Top of Provided entries
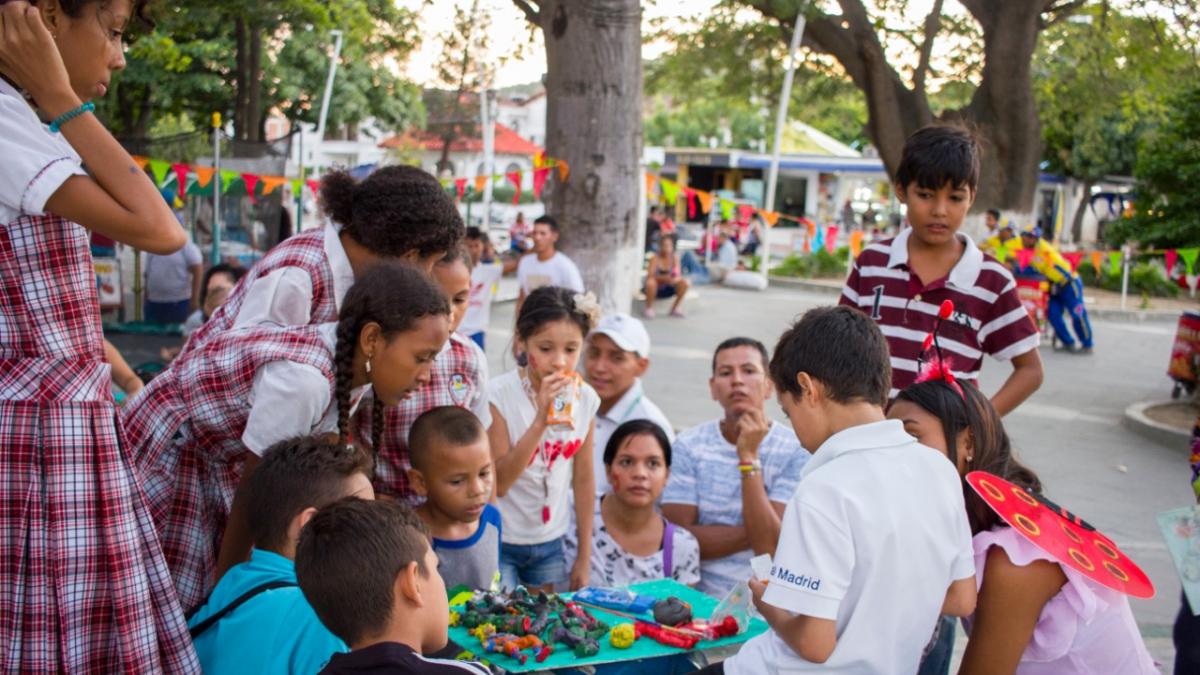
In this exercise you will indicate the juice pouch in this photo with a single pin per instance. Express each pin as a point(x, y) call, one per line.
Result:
point(562, 410)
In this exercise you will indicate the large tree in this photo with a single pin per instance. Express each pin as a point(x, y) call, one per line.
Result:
point(1001, 107)
point(594, 123)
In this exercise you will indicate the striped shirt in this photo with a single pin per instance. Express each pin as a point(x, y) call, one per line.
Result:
point(988, 314)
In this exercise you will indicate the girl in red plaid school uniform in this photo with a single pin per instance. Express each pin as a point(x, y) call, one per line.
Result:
point(83, 585)
point(197, 430)
point(396, 213)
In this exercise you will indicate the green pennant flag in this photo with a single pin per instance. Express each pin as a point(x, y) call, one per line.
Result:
point(727, 209)
point(1189, 257)
point(159, 168)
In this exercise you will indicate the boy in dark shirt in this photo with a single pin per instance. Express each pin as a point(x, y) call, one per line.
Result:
point(370, 572)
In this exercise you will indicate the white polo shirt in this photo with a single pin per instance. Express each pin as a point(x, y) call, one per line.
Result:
point(873, 538)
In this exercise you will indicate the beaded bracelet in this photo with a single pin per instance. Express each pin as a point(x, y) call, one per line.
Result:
point(89, 107)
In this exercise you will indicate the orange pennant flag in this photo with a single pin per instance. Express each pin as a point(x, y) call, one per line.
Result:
point(203, 175)
point(270, 183)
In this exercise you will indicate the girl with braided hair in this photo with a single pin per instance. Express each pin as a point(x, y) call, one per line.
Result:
point(198, 429)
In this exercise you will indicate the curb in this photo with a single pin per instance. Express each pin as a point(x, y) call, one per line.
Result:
point(1135, 420)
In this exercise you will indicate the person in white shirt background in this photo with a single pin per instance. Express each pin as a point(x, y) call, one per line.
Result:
point(547, 266)
point(616, 357)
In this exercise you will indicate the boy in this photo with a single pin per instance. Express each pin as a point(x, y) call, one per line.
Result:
point(453, 470)
point(900, 282)
point(875, 543)
point(369, 571)
point(257, 620)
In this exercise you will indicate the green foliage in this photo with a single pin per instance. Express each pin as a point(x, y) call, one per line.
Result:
point(1168, 171)
point(821, 264)
point(1145, 279)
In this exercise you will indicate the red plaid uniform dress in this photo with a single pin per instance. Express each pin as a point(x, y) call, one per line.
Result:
point(454, 381)
point(83, 586)
point(185, 435)
point(306, 251)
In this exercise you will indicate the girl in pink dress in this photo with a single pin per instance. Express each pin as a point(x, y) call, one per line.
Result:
point(83, 585)
point(1033, 616)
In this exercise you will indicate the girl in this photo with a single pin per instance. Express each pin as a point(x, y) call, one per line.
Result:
point(459, 378)
point(83, 585)
point(630, 539)
point(535, 463)
point(1033, 615)
point(664, 278)
point(198, 429)
point(397, 211)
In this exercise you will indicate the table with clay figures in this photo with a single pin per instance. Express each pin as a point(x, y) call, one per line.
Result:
point(645, 647)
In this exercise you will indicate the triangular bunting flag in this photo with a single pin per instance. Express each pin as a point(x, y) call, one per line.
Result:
point(539, 180)
point(159, 168)
point(515, 179)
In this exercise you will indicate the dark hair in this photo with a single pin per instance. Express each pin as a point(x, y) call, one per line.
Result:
point(293, 476)
point(234, 273)
point(636, 428)
point(993, 451)
point(394, 210)
point(395, 296)
point(733, 342)
point(840, 347)
point(940, 154)
point(347, 561)
point(448, 424)
point(547, 304)
point(547, 220)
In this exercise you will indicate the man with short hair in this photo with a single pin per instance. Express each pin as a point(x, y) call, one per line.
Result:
point(547, 266)
point(732, 477)
point(615, 359)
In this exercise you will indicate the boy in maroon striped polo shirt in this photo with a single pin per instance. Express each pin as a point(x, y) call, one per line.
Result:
point(901, 282)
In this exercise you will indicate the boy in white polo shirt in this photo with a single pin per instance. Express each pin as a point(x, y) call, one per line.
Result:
point(875, 543)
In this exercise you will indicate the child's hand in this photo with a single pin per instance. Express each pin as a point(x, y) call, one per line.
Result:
point(29, 57)
point(753, 428)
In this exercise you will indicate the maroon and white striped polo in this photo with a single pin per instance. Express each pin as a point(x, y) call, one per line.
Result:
point(989, 317)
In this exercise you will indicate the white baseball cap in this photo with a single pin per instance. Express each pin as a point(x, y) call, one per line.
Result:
point(627, 332)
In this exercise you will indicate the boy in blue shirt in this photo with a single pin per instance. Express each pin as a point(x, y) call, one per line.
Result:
point(257, 620)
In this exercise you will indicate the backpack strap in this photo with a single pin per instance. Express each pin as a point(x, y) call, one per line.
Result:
point(199, 628)
point(667, 548)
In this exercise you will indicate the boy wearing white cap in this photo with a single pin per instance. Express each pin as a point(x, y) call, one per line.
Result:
point(616, 357)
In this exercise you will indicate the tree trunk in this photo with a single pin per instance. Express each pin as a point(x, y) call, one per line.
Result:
point(594, 123)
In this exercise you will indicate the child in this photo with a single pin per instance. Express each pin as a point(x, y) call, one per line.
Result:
point(630, 539)
point(901, 282)
point(1033, 614)
point(537, 461)
point(453, 471)
point(83, 586)
point(875, 543)
point(257, 620)
point(459, 378)
point(198, 429)
point(369, 571)
point(399, 213)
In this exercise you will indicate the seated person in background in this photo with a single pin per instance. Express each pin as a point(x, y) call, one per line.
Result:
point(630, 539)
point(664, 278)
point(453, 470)
point(275, 629)
point(615, 358)
point(733, 476)
point(369, 571)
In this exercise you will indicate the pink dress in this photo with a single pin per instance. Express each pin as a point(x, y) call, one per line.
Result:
point(1085, 629)
point(83, 585)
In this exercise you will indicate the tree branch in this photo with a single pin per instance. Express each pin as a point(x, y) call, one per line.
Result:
point(527, 7)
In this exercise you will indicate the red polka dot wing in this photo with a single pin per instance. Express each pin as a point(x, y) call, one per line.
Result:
point(1062, 535)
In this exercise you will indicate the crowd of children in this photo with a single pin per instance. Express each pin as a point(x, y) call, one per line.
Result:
point(226, 519)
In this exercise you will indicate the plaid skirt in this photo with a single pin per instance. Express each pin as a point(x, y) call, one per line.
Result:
point(83, 585)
Bottom of Provided entries
▶ _Work to be completed_: Pick every line of the data that includes the string "tree".

▶ _Exercise output_:
In this exercise you will indicate the large tree in this photo with a single pin per instance. Express each pin as a point(x, y) call, one per line.
In this exercise you will indicate the tree trunk in this photo with a single pin per instance. Express each pin as a point(x, y) call, one per line.
In this exercise you will indicate the tree branch in this photo with a single pin per instance. Express each pin as a point(x, y) call, one per line.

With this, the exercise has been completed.